Record list:
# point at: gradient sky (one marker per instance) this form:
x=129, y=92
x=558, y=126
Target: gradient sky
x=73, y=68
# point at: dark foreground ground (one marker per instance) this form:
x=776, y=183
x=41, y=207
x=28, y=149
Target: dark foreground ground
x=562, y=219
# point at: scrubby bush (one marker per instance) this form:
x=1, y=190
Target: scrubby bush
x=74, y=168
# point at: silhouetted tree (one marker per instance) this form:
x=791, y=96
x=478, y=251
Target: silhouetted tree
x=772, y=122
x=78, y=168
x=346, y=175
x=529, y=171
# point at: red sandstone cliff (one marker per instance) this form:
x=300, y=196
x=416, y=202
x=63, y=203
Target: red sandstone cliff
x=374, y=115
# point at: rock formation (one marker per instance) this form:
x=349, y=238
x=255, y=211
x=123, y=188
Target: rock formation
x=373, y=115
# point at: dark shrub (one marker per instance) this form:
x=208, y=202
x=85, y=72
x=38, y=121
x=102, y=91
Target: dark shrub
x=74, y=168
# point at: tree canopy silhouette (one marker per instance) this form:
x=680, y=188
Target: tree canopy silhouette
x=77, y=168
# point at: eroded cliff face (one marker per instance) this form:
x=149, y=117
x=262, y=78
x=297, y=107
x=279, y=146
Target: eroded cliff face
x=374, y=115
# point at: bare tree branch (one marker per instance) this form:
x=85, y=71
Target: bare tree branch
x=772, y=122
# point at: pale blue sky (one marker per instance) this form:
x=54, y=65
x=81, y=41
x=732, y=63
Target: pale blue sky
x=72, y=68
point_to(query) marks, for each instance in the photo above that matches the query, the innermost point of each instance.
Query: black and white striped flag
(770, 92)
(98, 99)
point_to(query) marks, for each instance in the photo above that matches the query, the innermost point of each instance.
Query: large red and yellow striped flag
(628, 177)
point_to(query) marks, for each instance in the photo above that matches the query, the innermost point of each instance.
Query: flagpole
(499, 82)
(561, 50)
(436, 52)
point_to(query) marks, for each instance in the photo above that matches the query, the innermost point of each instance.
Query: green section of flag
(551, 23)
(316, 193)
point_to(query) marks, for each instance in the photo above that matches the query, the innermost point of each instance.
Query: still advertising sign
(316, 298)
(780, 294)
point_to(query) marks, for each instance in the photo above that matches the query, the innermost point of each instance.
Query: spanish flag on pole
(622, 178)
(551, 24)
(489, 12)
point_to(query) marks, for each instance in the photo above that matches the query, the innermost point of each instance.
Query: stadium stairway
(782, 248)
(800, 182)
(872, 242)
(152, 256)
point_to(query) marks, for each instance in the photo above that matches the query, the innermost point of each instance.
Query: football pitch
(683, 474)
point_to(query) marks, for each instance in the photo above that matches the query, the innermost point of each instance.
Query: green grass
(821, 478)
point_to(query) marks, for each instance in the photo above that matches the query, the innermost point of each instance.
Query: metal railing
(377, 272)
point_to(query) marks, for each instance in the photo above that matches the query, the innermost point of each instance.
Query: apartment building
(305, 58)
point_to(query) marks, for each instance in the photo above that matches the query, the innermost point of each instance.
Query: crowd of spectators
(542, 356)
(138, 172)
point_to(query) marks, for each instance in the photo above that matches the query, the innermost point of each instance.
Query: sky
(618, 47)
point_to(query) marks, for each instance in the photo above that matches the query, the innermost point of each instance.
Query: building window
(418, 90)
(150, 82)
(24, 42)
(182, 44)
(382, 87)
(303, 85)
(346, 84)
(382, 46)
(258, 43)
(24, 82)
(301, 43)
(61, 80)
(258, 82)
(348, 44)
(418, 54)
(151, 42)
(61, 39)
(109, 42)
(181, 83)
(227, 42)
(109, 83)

What is required: Please quote the records above exactly, without skipping a line.

Finished task:
# point at: gradient sky (one marker per instance) this form:
x=129, y=92
x=558, y=126
Target: gradient sky
x=73, y=68
# point at: dark foreground ground (one marker per instance) this form:
x=776, y=183
x=41, y=207
x=28, y=149
Target: dark foreground ground
x=562, y=219
# point at: scrubby bush (one marker per instance) this form:
x=1, y=190
Target: scrubby bush
x=74, y=168
# point at: silhouetted tree (one marker per instance) this form:
x=791, y=96
x=478, y=251
Target: silhouetted tree
x=772, y=122
x=78, y=168
x=346, y=175
x=529, y=171
# point at: red sandstone cliff (one marker per instance) this form:
x=300, y=196
x=416, y=202
x=63, y=203
Target: red sandstone cliff
x=374, y=115
# point at: rock formation (one marker per instance) this form:
x=349, y=238
x=255, y=211
x=123, y=188
Target: rock formation
x=373, y=115
# point at: dark shrub (one marker per instance) this form:
x=208, y=202
x=85, y=72
x=38, y=121
x=102, y=91
Target: dark shrub
x=74, y=168
# point at: tree canopy silhouette (one marker per instance) this form:
x=680, y=188
Target: tree canopy silhouette
x=77, y=168
# point at: eroded cliff face (one marker per instance) this form:
x=149, y=117
x=262, y=78
x=297, y=107
x=279, y=146
Target: eroded cliff face
x=374, y=115
# point at: bare tree branch (one marker per instance) this form:
x=85, y=71
Target: bare tree branch
x=772, y=122
# point at: pale blue sky (one marker per instance) this form:
x=54, y=65
x=81, y=41
x=732, y=63
Target: pale blue sky
x=72, y=68
point_to(query) marks, for each instance in the photo above that matches the query, the innermost point of each instance.
Query: black and white striped flag
(770, 92)
(98, 99)
point_to(query) marks, for each instance in the photo above that matches the query, the innermost point of each instance.
Query: large red and yellow striped flag
(628, 177)
point_to(query) marks, for each instance in the photo above that matches the query, the innermost point of each instance.
Query: flagpole
(499, 82)
(561, 50)
(436, 52)
point_to(query) marks, for each instance in the photo above that matches the query, the innermost point of each instance.
Query: green section of flag
(551, 23)
(316, 193)
point_to(query) marks, for each instance in the photo above that matches the query, the innermost point of each instance.
Query: still advertising sign
(316, 298)
(780, 294)
point_to(query) marks, for each instance in the photo above that matches the query, the innermost point of each instance.
Query: spanish flag on pole
(622, 178)
(551, 24)
(489, 12)
point_to(query) marks, for each instance in the photo above that matches the query, the innermost point of each instance.
Query: stadium stairway
(782, 248)
(800, 182)
(872, 242)
(152, 256)
point_to(query) marks, for each instance in the photo above that matches the query, the innermost point of each instance.
Query: football pitch
(683, 474)
point_to(query) marks, for each instance in the photo above that matches the query, the innermost point of each instance.
Query: green grass
(821, 478)
point_to(query) marks, for each instance in the photo above that matches the query, the innermost point of each instance.
Query: metal railing
(377, 272)
point_to(query) marks, for each instance in the photo above that matches the query, the innermost point of each instance.
Query: apartment building
(305, 58)
point_to(query) marks, for each instance in the photo above that matches the query, the innermost point of each instance.
Query: crowd of spectators
(542, 356)
(138, 172)
point_to(query) marks, for each instance in the photo above that matches the query, the innermost point of each instance.
Query: sky
(618, 47)
point_to(query) marks, for each instance in the photo above that matches the query, the innermost point of each instance.
Query: building window
(418, 90)
(150, 82)
(24, 42)
(182, 44)
(382, 87)
(303, 85)
(346, 84)
(382, 46)
(258, 43)
(24, 82)
(301, 43)
(61, 80)
(258, 82)
(348, 44)
(418, 54)
(151, 42)
(61, 39)
(109, 42)
(181, 83)
(227, 42)
(109, 83)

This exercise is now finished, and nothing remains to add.